- [Reading passage]:
----
A Primer on WMD
Limiting Use of WMD
 

Limiting the Acquisition and Use of Biological Weapons
by Strengthening the BWC

 
 
Produced by the Monterey Institute's Center for Nonproliferation Studies

Source: U.S. ArmyIssue. The 1972 Biological and Toxin Weapons Convention (BWC) prohibits the development, production, possession, stockpiling, and transfer of biological weapons (BW). It complements the Geneva Protocol banning the use of chemical and biological weapons in war. The BWC has a fundamental weakness, however: it lacks a formal inspection system to ensure that the treaty's 144 member-states are complying with their obligations. Instead, Article VI of the BWC offers only the ineffective option of appealing to the United Nations Security Council in cases of suspected noncompliance.

Since the BWC entered into force over 25 years ago, the number of countries possessing or actively pursuing BW has more than doubled, from five to roughly a dozen today, including some member-states of the Convention. The spread of these weapons has increased the risk that they will be used or will fall into the hands of terrorists. Even if BW agents are not employed deliberately, they could escape from a clandestine production plant and cause a deadly epidemic in the civilian population. In 1979, for example, anthrax bacteria leaked from a BW plant in the Soviet city of Sverdlovsk, triggering a serious outbreak of the disease.

In an effort to strengthen the BWC, member-states to the Convention held a special conference in September 1994. They established the Ad Hoc Group to negotiate a legally binding BWC Protocol that would help to deter violations of the BWC. Over the ensuing six and a half years, the Ad Hoc Group convened periodically in Geneva, although the negotiations progressed at a slow pace. One reason for the difficulty is that the BWC is more difficult to monitor than international treaties controlling nuclear or even chemical weapons (CW), for the following reasons:

  • Although CW must be produced in multi-ton quantities, relatively small amounts of BW agents can be militarily significant.
  • Whereas chemical warfare agents (such as sarin and mustard gas) have no legitimate uses and can be banned outright, dangerous organisms and toxins have a number of peaceful or defensive applications. In addition to the use of pathogens and toxins to make protective vaccines, several toxins with a history of military development are employed as tools in biomedical research. A few toxins, such as botulinum toxin (Bottox), have therapeutic value in medical practice.
  • Legitimate biodefense programs and advanced pharmaceutical facilities have similar capabilities to offensive BW sites, including special ventilation systems, sterilization and decontamination practices, and specialized production equipment. Thus, a legitimate facility may come under suspicion, while a weapons facility could hide behind a seemingly legitimate cover.
  • Since the BWC prohibits the possession of biological agents for offensive military ends while permitting their use for peaceful scientific, therapeutic, or defensive purposes, judgments of treaty compliance may hinge on an assessment of intent.
----
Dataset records
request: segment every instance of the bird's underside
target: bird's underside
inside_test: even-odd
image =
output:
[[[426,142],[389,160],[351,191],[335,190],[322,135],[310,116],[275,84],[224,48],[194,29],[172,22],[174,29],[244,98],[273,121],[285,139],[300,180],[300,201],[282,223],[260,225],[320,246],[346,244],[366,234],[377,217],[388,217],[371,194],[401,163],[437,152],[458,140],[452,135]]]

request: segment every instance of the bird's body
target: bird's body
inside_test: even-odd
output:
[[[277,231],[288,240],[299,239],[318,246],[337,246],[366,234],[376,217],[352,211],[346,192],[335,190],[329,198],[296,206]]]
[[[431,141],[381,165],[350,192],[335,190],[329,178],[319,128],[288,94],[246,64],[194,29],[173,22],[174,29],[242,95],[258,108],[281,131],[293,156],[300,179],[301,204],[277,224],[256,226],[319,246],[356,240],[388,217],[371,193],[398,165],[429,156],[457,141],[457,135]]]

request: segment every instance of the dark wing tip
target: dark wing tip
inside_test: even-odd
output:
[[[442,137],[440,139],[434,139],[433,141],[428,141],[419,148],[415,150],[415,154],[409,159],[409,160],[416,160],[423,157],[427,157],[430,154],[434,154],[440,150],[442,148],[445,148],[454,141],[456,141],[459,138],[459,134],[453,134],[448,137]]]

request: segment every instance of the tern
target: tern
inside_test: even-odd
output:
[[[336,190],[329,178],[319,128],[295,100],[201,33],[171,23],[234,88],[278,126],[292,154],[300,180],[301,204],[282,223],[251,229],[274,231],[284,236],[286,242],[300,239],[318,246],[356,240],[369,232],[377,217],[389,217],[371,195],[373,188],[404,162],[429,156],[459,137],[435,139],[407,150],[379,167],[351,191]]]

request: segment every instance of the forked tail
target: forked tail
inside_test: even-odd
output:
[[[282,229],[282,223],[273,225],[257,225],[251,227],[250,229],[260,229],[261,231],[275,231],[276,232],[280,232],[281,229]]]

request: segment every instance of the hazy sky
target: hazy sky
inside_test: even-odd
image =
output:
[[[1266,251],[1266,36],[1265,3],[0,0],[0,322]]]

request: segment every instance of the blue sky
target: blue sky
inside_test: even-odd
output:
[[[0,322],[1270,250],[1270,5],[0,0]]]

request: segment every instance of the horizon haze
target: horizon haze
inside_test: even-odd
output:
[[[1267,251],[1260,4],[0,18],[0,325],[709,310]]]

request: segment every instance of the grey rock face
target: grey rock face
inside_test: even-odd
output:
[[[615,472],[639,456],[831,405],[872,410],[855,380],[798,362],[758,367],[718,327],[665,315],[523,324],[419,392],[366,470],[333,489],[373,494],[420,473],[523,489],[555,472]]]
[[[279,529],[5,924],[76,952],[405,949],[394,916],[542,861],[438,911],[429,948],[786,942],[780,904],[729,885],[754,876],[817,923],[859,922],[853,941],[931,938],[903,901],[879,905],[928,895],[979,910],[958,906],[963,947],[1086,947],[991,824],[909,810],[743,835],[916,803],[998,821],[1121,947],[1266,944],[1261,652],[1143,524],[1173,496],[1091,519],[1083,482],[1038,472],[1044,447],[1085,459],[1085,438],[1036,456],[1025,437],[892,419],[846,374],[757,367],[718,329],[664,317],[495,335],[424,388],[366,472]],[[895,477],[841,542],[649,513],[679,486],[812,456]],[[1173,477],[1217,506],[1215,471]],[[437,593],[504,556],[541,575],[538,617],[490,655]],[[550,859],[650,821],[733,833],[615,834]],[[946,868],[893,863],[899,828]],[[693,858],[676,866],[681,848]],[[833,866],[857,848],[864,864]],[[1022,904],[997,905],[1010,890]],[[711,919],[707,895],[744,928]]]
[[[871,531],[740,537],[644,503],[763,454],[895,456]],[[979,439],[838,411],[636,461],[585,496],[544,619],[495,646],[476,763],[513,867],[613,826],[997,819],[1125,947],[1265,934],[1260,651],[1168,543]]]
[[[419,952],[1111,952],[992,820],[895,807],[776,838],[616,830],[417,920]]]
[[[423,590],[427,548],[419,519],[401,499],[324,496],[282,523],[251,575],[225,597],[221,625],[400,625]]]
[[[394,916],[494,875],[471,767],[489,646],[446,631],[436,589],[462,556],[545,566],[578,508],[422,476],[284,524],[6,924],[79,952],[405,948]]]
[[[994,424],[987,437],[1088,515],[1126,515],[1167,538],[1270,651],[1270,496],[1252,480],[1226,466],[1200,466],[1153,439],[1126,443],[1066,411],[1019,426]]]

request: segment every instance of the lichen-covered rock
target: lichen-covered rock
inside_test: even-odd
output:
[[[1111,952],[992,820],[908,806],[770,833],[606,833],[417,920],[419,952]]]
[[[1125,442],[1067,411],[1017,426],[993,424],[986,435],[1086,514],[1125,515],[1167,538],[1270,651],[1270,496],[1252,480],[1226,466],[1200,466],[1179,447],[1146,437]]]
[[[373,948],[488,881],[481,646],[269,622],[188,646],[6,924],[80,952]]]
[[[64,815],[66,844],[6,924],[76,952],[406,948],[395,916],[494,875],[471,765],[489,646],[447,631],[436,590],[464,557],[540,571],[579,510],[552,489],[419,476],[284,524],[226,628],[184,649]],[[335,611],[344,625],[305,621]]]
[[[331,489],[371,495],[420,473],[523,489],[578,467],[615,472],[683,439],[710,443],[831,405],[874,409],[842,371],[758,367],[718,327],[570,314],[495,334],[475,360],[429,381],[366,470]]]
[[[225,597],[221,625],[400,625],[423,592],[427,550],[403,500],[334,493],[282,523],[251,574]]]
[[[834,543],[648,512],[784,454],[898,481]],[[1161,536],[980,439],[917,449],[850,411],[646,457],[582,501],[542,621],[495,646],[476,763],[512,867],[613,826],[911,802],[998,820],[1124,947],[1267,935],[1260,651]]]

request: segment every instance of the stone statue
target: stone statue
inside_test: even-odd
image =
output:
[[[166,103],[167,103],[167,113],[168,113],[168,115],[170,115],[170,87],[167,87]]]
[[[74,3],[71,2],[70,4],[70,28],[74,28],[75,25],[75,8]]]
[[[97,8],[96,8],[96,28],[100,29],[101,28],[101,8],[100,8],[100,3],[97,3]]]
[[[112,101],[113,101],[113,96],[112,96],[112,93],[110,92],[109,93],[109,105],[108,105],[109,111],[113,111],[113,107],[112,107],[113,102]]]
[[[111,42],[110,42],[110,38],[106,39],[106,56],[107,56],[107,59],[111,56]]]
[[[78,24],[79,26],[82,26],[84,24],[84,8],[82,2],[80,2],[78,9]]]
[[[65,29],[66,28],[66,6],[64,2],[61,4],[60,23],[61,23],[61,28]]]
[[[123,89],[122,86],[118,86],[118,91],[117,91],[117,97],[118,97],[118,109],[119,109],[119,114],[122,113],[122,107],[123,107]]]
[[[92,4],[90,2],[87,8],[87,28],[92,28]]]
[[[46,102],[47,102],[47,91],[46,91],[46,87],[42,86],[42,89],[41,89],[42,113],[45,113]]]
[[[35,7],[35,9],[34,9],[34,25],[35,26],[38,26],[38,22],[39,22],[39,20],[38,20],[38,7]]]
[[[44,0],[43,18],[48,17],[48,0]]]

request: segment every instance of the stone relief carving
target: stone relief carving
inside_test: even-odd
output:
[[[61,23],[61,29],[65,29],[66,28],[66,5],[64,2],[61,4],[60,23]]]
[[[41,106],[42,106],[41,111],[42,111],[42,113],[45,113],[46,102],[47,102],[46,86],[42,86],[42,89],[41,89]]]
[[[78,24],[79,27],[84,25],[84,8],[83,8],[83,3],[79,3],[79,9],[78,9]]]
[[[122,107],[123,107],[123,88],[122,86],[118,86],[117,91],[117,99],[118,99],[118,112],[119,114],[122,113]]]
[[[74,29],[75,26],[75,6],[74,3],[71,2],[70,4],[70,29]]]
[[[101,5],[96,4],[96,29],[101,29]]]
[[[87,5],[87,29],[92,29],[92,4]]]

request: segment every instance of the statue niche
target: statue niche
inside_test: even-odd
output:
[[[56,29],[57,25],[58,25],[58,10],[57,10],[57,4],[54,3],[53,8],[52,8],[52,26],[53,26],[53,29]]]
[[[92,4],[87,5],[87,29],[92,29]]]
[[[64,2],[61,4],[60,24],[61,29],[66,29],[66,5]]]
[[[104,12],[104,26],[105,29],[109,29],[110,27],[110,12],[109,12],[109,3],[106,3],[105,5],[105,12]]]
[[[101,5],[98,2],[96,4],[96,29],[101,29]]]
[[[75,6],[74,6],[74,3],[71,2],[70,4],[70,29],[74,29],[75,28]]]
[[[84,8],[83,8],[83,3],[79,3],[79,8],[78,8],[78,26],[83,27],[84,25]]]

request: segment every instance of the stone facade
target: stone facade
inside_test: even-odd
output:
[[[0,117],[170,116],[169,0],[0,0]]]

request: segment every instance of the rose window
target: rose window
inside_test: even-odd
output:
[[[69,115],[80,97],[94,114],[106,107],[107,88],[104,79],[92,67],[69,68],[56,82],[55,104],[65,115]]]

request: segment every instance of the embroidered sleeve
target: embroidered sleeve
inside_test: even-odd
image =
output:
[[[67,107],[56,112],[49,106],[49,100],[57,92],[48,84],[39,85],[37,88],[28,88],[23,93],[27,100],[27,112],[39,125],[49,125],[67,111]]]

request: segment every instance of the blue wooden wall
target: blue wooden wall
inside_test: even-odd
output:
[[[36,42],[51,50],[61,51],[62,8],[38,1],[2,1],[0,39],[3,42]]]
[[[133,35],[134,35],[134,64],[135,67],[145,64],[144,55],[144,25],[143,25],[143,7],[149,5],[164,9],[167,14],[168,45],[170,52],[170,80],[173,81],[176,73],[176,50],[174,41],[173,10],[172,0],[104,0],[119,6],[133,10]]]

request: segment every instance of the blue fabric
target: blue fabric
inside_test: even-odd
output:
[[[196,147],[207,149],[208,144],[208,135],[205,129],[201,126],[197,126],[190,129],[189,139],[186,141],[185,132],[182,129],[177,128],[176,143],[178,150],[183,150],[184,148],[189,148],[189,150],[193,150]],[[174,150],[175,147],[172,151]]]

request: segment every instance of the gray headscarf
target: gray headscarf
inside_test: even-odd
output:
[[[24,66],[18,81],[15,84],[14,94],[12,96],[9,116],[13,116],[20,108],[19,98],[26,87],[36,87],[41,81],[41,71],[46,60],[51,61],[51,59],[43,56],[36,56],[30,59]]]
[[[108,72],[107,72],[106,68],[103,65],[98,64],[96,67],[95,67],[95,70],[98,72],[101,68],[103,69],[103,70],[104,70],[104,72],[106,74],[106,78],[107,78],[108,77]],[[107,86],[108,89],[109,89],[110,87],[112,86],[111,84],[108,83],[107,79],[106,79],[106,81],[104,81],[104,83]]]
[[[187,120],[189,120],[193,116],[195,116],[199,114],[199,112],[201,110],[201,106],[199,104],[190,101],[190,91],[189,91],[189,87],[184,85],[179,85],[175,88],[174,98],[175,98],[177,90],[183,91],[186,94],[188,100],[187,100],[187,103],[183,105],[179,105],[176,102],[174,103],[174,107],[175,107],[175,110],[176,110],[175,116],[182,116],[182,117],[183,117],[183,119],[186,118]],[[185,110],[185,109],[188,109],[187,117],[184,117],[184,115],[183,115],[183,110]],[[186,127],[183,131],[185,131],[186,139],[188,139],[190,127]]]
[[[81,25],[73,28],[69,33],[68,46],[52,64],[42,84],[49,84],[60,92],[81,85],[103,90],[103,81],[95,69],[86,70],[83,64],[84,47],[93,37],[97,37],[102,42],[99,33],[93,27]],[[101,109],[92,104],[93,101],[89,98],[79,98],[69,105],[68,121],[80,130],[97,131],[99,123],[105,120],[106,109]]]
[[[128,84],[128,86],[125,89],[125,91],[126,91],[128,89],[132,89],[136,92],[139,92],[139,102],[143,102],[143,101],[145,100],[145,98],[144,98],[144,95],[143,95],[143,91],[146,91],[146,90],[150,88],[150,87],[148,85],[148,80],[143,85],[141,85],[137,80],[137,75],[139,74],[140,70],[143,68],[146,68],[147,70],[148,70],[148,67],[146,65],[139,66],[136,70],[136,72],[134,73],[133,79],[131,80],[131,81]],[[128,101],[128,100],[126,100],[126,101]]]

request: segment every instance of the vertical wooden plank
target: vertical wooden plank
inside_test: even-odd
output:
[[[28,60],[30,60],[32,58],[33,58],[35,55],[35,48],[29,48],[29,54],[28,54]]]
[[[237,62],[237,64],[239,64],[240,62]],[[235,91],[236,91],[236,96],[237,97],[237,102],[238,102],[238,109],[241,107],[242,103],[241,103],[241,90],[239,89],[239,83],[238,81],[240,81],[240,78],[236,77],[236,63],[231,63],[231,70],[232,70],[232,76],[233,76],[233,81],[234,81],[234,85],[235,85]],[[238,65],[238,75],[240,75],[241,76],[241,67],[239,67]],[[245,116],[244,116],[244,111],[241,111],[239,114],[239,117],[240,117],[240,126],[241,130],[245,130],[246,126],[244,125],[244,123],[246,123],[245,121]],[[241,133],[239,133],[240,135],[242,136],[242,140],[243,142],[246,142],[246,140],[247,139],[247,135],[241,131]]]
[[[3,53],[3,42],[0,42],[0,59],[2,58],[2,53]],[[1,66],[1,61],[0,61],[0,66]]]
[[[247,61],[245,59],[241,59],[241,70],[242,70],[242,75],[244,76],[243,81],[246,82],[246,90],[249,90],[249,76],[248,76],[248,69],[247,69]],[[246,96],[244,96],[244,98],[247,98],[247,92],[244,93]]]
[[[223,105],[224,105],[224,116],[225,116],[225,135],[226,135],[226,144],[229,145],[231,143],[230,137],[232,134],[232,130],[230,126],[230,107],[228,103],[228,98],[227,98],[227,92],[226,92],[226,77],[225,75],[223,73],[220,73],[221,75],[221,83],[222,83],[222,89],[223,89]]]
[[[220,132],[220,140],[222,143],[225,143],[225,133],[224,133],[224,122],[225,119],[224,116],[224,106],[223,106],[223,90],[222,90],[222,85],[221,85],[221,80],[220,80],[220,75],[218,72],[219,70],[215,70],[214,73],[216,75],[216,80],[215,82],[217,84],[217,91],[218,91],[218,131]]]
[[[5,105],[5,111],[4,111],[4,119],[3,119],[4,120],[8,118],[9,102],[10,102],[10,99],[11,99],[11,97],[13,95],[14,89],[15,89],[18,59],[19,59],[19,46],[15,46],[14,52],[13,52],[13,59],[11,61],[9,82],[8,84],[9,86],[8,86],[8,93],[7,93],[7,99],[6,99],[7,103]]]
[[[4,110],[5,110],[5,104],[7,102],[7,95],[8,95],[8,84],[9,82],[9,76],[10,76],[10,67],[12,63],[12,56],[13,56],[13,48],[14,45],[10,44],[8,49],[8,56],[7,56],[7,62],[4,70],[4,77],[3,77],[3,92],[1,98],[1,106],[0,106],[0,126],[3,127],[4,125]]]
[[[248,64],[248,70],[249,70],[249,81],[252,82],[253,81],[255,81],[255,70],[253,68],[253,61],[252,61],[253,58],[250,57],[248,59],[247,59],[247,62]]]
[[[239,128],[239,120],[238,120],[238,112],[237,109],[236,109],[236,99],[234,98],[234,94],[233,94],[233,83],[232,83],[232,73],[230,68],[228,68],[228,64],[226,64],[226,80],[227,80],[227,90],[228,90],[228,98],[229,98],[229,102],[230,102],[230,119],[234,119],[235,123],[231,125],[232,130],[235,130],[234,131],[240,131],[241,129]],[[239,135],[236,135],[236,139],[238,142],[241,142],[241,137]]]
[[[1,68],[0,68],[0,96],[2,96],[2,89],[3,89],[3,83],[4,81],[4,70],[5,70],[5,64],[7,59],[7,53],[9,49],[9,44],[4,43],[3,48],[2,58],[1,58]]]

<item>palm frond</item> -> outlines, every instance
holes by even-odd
----
- [Check your understanding]:
[A] Answer these questions about the passage on strengthening the BWC:
(i) How many member-states does the passage give for the treaty?
(ii) In what year and in which city did anthrax bacteria leak from a BW plant?
(iii) What body did the member-states establish at their special conference in September 1994?
[B] Go on with the passage on strengthening the BWC, starting right after its final sentence.

- [Activity answers]:
[A]
(i) 144
(ii) 1979, in the Soviet city of Sverdlovsk
(iii) The Ad Hoc Group

[B]
  • As technology continues to improve, detecting the clandestine production of BW agents at dual-capable facilities, such as vaccine plants, will become even more difficult. Production facilities could produce militarily significant quantities of a pathogen from a seed culture in a matter of days.
  • Advanced biopharmaceutical plants use "clean-in-place" systems that flush fermenters and pipes with chemicals and hot water to kill microorganisms. Such systems could eliminate all traces of a BW agent in a few hours. Thus, even short-notice inspections may not turn up conclusive evidence of illicit production.

Because of these dual-use dilemmas, the BWC Protocol was not designed to be capable of detecting violations with a level of confidence equal to that of treaties controlling nuclear or chemical arms. Instead, the primary aim of the BWC Protocol was to provide greater information about, and access to, dual-capable facilities and activities that could potentially be misdirected for BW purposes. This increased transparency was believed to provide a useful deterrent by complicating the efforts of countries that try to cheat on their BWC obligations.

The monitoring regime contained in the draft BWC Protocol had four basic elements:

  1. mandatory declarations of dual-capable activities and facilities that could be easily diverted to develop or produce biological weapons;
  2. random transparency visits to declared facilities, without specific evidence of a treaty violation, to ensure that the observed activities are consistent with the facility declaration;
  3. consultation procedures to clarify questions that might arise from declarations, including the possibility of on-site visits; and
  4. short-notice challenge investigations, requested by a member-state, of a suspect facility, an alleged use of BW, or a suspicious outbreak of disease, to address concerns about possible noncompliance.

The "golden rule" of multilateral arms control is that the rights and obligations established by a treaty must apply equally to all participating states. If the U.S. government wishes to inspect biotechnology sites in countries of proliferation concern, such as Russia and Iran, it must be willing to accept the same types of monitoring activities at plants on U.S. soil. Thus, a key challenge facing the BWC Protocol negotiators in Geneva was to design an on-site inspection system that was intrusive enough to give member-states a reasonable level of confidence in compliance, on the one hand, while reassuring private biotechnology and pharmaceutical companies that their commercial interests would be protected, on the other.

Progress in the BWC Protocol negotiations was hampered by major differences between national positions and skepticism from private industry groups toward the proposed regime. For example, in return for accepting the compliance monitoring provisions, a number of developing countries demanded expanded transfers of technology and liberalization of trade to promote the peaceful uses of biotechnology.

In June 2001, in an effort to move the talks forward, Ad Hoc Group chairman Tibor Tóth compiled a 210-page "composite text" that attempted to finesse many of the outstanding issues. Under the rules of the negotiations, the draft Protocol would have to be adopted by a consensus of all 56 participating countries, any one of which could block approval.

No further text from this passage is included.